[Records from a dataset]
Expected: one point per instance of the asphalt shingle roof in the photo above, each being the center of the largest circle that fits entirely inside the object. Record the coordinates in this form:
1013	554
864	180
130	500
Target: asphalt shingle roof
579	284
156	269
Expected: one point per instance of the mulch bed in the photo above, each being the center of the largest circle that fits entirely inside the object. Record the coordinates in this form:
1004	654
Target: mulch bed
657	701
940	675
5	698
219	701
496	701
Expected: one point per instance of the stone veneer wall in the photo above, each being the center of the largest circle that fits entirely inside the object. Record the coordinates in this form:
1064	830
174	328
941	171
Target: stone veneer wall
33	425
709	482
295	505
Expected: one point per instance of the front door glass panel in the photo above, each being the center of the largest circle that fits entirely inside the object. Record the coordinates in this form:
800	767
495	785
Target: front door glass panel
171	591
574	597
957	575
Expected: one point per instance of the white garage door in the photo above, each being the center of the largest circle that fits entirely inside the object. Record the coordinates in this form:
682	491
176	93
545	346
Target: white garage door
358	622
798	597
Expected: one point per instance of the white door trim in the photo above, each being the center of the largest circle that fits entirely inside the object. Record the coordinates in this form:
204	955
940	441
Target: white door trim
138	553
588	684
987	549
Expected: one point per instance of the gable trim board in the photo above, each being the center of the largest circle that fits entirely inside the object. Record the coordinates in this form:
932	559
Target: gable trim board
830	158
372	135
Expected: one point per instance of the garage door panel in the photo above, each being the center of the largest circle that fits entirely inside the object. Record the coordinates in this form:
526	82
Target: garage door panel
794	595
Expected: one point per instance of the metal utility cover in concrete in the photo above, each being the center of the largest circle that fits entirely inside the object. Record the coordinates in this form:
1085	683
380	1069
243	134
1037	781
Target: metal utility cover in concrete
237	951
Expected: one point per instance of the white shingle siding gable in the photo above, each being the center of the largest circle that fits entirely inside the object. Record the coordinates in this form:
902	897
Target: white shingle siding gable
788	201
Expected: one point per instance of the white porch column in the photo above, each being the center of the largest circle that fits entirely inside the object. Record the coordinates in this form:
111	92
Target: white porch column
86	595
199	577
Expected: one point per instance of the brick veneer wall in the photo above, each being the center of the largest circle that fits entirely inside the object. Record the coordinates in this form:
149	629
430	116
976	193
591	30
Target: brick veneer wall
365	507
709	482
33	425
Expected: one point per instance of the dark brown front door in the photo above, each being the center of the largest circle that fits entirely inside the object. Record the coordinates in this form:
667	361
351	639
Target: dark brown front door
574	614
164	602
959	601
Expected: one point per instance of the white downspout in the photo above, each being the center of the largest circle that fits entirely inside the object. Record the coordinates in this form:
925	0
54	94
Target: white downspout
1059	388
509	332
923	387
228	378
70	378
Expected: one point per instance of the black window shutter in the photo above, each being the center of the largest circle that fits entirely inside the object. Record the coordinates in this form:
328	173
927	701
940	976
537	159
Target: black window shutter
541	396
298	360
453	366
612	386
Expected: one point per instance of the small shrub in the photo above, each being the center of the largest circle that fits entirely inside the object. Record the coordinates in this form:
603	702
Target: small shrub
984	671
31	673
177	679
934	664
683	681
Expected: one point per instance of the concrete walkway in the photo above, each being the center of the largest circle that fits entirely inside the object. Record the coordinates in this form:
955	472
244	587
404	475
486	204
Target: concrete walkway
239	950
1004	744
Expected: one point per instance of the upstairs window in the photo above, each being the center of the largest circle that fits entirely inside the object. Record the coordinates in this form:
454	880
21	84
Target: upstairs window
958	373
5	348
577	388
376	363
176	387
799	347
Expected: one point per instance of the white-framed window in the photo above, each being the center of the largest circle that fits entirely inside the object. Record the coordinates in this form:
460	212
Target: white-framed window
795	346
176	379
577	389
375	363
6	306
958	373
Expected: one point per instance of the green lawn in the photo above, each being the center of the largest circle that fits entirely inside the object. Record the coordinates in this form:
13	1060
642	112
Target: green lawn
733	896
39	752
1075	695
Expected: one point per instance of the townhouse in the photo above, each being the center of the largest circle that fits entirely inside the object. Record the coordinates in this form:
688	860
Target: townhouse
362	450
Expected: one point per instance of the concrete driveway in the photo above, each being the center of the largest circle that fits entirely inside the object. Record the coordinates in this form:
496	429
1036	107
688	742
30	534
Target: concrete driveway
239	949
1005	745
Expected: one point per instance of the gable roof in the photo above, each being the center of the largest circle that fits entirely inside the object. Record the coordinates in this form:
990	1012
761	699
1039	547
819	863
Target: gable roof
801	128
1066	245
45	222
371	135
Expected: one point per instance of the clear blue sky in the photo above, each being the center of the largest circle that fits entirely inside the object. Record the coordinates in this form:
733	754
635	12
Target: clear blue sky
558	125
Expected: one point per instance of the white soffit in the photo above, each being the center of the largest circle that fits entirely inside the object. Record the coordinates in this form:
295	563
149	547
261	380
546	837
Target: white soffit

▶ What you should do: Please retype every one of the records above line by line, with no changes.

▶ The result:
Expected: one point per instance of the asphalt shingle roof in the photo above, each being the center of the largest circle that fits entirely inside the object. Record the coordinates in this form:
1013	554
864	180
130	500
Target: asphalt shingle roof
579	284
156	269
Expected: one point per instance of the mulch bed in the photo above, each being the center of the largest circle that fits entirely inside the object. Record the coordinates in this form:
1004	654
Target: mulch bed
657	701
940	675
5	698
219	701
496	701
Expected: one point per instance of the stone veneer wall in the photo above, each being the center of the largest circle that fits entirely inside the object. Record the coordinates in this form:
1064	830
174	328
941	171
Target: stone veneer wall
33	425
709	482
295	505
Expected: one point per instance of the front door glass panel in the photo above, each being the center of the largest circle that fits entirely inside the object. Record the coordinates in this form:
800	767
495	785
Target: front door glass panel
171	591
574	597
957	575
Expected: one point per instance of the white garage door in the photo above, each being the center of the largest circle that fits entirely inside the object. Record the coordinates in this form:
682	491
176	93
545	346
Target: white garage door
358	622
798	597
Expected: one point per instance of the white door trim in the photo above, each being the center of the largest circle that fits entirely inside the object. Record the coordinates in this form:
204	955
940	441
Target: white door trim
138	553
588	684
987	549
Expected: one point per instance of the gable trim board in the photo above, each being the center of the largest circle that fits entirely inside the object. Record the coordinates in this form:
932	559
Target: gable trim board
830	158
372	135
Expected: one point per instance of the garage door panel in the photo above, each being the center of the largest circle that fits entirely inside the object. Record the coordinates in this form:
526	82
Target: garage door panel
794	595
Expected: one point per instance of the metal utility cover in concrete in the photo above, each being the center of the largest circle that fits entirely inside the object. Record the coordinates in this form:
1085	683
380	1069
243	134
1037	781
Target: metal utility cover in concrete
237	951
Expected: one point per instance of the white shingle siding gable in the photo above, each being the center of the largest circle that fits entirely inside the object. Record the coordinates in this form:
902	897
Target: white shingle siding gable
788	201
Expected: one point per instance of the white porch column in the photo above, each being the center of the largest circle that fits entirely inside the object. Record the coordinates in this form:
111	92
Target: white porch column
86	595
199	577
Expected: one point per instance of the brick veneer wall in the photo above, each being the center of the largest circle that fits entirely inside the object. Record the coordinates in this form:
149	629
430	116
976	193
591	30
Target: brick veneer wall
365	507
709	482
33	425
Expected: one point per instance of the dark brown front door in the photo above, each being the center of the largest circle that fits entirely inside the object. Record the coordinates in this form:
667	361
351	639
Target: dark brown front door
574	614
164	602
959	601
Expected: one point per instance of the white downspout in the photo above, each being the center of the largest circle that fits entirely inside the object. Record the coordinates in this form:
925	0
54	94
Target: white downspout
1059	388
509	332
923	387
228	378
70	378
Expected: one point per instance of the black window shutter in the photo above, each being the center of the largest circle that fits entirely inside the object. Record the coordinates in this form:
328	173
927	701
940	976
537	159
Target: black window shutter
541	396
298	360
453	366
612	386
Expected: one point per instance of the small shrub in the photo above, each being the center of the largest circle that fits entirely inside the object. Record the coordinates in this form:
603	702
Target: small shrub
984	671
31	673
177	679
934	664
683	681
Expected: one point per instance of the concrete walkway in the photo above, each being the center of the largest circle that fits entirely inside the object. Record the coordinates in this form:
955	472
244	587
404	475
486	204
Target: concrete walkway
239	950
1004	744
Expected: one point per instance of the upstairs window in the photo above, each being the center of the largest circle that fits entirely inside the object. Record the coordinates in this form:
454	880
21	84
Target: upstairs window
958	373
5	348
577	388
376	363
176	387
799	347
Expected: one point per instance of the white-framed window in the photo above, each being the center of the largest circle that fits entirely inside the object. Record the coordinates in this form:
460	212
Target: white-framed window
795	346
176	379
577	389
375	363
6	306
958	373
Expected: one point per instance of the green lawn in the photo above, each being the center of the largest circle that fits entirely inside the object. Record the coordinates in this form:
13	1060
642	112
Target: green lawn
733	896
39	752
1075	695
Expected: one point per instance of the townhouse in the photo above, each being the center of the largest circle that fits entirely inside the object. Record the coordinates in this form:
688	860
Target: townhouse
362	450
Expected: one point per instance of the concrete driveway in the photo above, each being the center of the largest circle that fits entirely inside the object. Record the coordinates in this form:
496	429
1036	107
688	742
30	534
Target: concrete driveway
239	949
1005	745
Expected: one point per instance of the gable roof in the photo above, each being the center of the largest circle that fits entirely inside the object. Record the coordinates in this form:
990	1012
761	699
1039	547
819	863
Target: gable roof
801	128
1066	245
45	222
371	135
Expected: one point per instance of the clear blue sky in the photo above, each being the center of the largest circle that fits entirely inside the object. Record the coordinates in this form:
733	754
635	12
Target: clear blue sky
558	125
Expected: one point per instance of the white soffit in the photo above, each being the center of the largest circle that fits entirely inside the object. Record the coordinates in this form:
295	563
149	547
261	380
546	837
Target: white soffit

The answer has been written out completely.